— Brief —
Lines before the one containing "Target: white baseball pant" are left out; output the rest of the data exactly, through the final line.

[[ Data shown, beginning ]]

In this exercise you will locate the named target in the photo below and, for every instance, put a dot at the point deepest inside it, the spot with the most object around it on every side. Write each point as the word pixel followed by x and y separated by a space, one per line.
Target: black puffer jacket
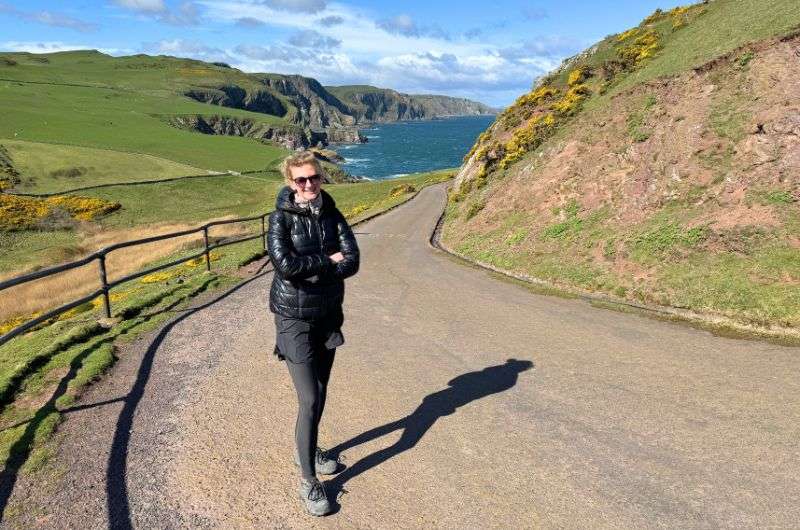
pixel 307 284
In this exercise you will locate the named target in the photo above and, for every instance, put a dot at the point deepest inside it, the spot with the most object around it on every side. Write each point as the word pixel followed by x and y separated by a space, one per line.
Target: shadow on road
pixel 461 391
pixel 117 500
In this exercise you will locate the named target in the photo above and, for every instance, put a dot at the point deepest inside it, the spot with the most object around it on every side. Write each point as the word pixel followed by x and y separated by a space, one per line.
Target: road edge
pixel 720 325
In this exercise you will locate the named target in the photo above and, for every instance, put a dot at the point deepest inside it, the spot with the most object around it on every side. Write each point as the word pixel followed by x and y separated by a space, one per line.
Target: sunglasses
pixel 301 181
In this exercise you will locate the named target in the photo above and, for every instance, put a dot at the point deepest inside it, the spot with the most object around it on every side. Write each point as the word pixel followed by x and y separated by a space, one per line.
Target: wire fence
pixel 106 285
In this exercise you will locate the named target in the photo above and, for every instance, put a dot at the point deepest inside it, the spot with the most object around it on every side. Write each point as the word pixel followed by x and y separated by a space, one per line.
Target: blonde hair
pixel 298 159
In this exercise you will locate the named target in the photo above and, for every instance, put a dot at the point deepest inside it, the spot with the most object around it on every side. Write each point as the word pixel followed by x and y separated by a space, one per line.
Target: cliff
pixel 660 166
pixel 371 104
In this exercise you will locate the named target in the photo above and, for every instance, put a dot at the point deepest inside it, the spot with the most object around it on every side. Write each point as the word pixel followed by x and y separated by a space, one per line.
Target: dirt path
pixel 458 402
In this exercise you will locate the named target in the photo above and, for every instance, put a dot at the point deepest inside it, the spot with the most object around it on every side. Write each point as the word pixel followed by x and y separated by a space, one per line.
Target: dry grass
pixel 23 301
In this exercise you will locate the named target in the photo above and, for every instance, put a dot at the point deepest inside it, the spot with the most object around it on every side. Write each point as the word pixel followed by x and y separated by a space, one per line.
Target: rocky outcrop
pixel 9 176
pixel 288 136
pixel 370 104
pixel 332 114
pixel 316 107
pixel 236 97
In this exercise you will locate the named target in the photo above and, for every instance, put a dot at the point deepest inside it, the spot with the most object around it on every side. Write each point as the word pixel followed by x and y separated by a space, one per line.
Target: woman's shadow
pixel 461 390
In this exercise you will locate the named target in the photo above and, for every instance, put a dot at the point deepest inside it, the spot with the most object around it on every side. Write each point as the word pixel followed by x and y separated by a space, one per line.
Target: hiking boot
pixel 312 493
pixel 322 464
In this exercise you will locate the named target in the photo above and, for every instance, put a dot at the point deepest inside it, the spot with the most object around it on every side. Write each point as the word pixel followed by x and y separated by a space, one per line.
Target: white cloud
pixel 50 18
pixel 304 6
pixel 398 52
pixel 54 47
pixel 312 39
pixel 145 6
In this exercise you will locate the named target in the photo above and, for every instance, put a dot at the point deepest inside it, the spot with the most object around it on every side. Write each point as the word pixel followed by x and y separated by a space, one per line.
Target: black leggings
pixel 311 383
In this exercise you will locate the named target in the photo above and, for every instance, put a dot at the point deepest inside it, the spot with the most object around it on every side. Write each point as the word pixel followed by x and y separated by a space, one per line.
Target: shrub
pixel 402 189
pixel 644 45
pixel 70 172
pixel 525 106
pixel 357 210
pixel 679 17
pixel 474 209
pixel 18 213
pixel 579 75
pixel 572 100
pixel 528 138
pixel 779 197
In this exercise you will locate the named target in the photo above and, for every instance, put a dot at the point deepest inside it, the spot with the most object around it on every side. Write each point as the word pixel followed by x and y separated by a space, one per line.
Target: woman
pixel 313 250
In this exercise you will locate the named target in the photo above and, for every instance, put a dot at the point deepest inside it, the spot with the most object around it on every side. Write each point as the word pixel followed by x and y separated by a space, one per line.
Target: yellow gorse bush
pixel 527 138
pixel 572 100
pixel 643 47
pixel 18 213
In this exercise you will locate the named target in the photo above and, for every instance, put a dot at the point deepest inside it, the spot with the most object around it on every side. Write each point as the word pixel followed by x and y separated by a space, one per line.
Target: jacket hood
pixel 285 201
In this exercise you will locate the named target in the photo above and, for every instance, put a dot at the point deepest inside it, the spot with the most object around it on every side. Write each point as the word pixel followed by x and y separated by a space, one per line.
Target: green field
pixel 90 99
pixel 51 168
pixel 34 392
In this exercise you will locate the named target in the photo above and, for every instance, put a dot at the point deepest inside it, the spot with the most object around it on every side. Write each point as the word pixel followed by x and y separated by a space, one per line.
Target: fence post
pixel 104 281
pixel 208 254
pixel 264 231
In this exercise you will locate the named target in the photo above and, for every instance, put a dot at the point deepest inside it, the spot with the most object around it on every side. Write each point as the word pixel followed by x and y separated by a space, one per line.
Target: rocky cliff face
pixel 331 114
pixel 9 176
pixel 315 107
pixel 678 189
pixel 236 97
pixel 369 104
pixel 288 136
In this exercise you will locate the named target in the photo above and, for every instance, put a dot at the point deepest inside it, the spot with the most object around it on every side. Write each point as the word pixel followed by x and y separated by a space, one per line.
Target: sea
pixel 399 148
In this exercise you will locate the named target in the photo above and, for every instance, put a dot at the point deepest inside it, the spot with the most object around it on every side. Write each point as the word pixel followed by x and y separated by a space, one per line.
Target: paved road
pixel 458 402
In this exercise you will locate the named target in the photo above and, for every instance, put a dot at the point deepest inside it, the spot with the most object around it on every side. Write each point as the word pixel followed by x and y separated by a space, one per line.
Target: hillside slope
pixel 661 165
pixel 372 104
pixel 151 95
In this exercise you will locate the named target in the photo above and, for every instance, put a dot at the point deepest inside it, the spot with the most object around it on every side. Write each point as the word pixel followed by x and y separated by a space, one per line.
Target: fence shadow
pixel 461 390
pixel 117 499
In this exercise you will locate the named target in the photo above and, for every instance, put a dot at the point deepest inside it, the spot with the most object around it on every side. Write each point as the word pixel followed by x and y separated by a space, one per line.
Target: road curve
pixel 458 401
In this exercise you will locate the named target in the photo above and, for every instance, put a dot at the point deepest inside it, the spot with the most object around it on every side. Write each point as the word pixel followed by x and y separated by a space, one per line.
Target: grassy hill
pixel 90 99
pixel 659 166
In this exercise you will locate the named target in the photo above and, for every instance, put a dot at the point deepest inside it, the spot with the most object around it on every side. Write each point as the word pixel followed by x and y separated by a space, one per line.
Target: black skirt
pixel 299 340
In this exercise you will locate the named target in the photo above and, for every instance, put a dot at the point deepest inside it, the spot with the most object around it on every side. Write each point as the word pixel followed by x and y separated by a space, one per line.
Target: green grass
pixel 50 366
pixel 636 129
pixel 123 104
pixel 23 248
pixel 127 122
pixel 50 168
pixel 726 25
pixel 192 200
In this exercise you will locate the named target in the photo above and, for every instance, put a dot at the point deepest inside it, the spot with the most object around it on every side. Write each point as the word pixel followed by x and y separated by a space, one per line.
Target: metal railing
pixel 106 286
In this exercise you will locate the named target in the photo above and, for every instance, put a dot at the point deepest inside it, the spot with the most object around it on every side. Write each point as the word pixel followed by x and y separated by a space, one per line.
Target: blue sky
pixel 490 50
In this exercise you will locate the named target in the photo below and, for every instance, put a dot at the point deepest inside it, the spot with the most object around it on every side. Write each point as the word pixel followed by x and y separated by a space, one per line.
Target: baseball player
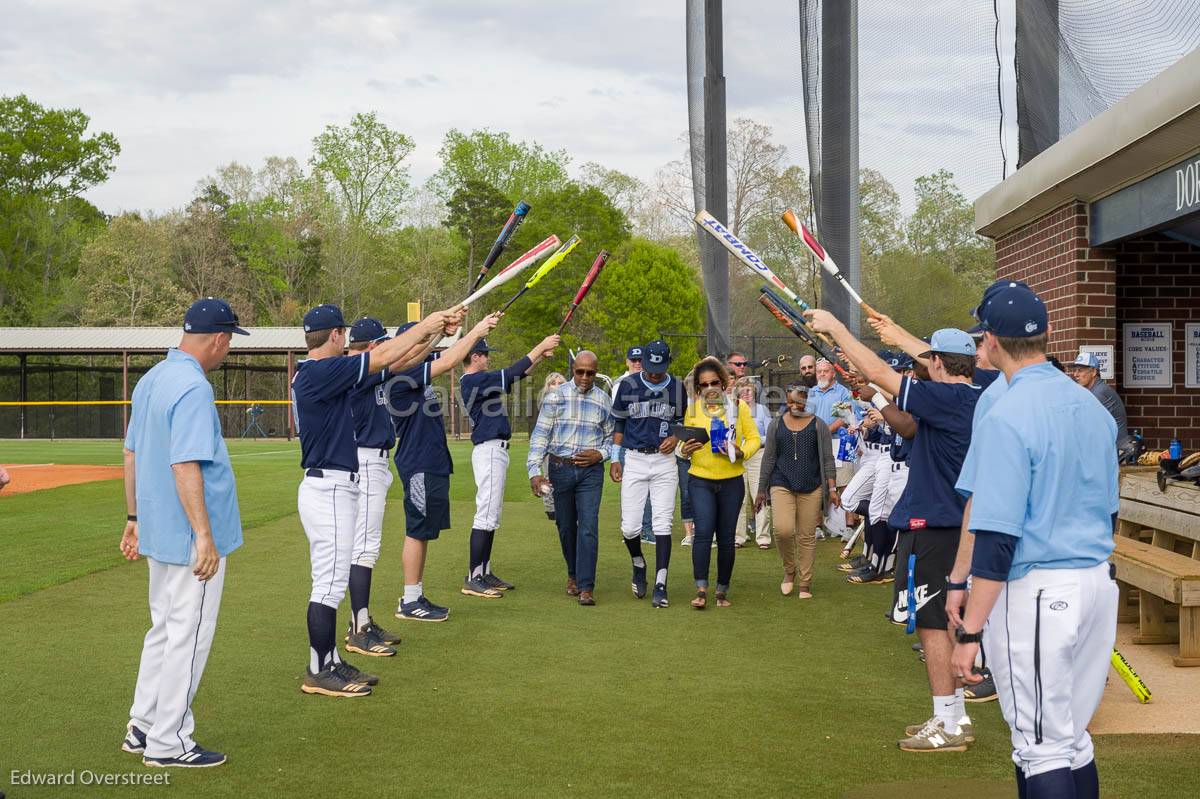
pixel 647 406
pixel 929 514
pixel 483 396
pixel 179 479
pixel 424 463
pixel 329 492
pixel 373 438
pixel 1042 594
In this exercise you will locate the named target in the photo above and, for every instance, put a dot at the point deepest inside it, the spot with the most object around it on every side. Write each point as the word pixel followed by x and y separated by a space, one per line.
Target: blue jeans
pixel 577 518
pixel 715 504
pixel 684 466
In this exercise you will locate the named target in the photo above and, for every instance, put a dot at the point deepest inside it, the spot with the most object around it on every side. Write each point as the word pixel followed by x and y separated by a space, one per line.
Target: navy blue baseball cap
pixel 990 292
pixel 1014 312
pixel 323 317
pixel 367 329
pixel 657 359
pixel 949 341
pixel 211 314
pixel 481 347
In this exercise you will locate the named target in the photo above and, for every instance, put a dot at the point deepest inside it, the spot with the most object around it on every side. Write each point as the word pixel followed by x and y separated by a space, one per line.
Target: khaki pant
pixel 762 518
pixel 796 518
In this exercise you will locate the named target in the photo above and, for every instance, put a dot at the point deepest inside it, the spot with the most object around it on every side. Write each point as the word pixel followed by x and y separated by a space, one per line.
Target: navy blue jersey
pixel 372 422
pixel 483 396
pixel 945 413
pixel 420 427
pixel 983 378
pixel 321 397
pixel 645 412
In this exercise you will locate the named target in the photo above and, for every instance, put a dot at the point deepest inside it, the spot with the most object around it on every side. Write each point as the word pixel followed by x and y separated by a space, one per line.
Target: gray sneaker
pixel 931 737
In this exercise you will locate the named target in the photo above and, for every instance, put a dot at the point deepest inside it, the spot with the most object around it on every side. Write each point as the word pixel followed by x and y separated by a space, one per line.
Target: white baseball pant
pixel 375 480
pixel 647 474
pixel 1049 641
pixel 329 509
pixel 183 620
pixel 490 462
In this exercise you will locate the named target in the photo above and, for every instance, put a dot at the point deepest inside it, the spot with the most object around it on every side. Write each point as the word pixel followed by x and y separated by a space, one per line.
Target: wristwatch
pixel 963 636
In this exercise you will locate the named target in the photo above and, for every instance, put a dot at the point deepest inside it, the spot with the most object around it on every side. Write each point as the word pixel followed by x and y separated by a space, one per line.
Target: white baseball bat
pixel 514 269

[[ Data shown, end ]]

— Response area —
Target: white baseball pant
pixel 375 480
pixel 647 474
pixel 1049 641
pixel 329 509
pixel 183 620
pixel 490 462
In this exercise you will locate the named target in the photo above and, for every instance, put a dot at the point deepest inside it, the spot with the most object around it on every side. Write each point as the word pixel followed by x and y separated by a space, one per line.
Target: wristwatch
pixel 963 636
In this exercise you will locate the named target in the photo above and, for every instance, put a dot at the point deepest inside it, the spot with the most object around it on every side. Write each point as the word pixel followed by x and y separated by a space, one per line.
Target: white baseball bat
pixel 514 269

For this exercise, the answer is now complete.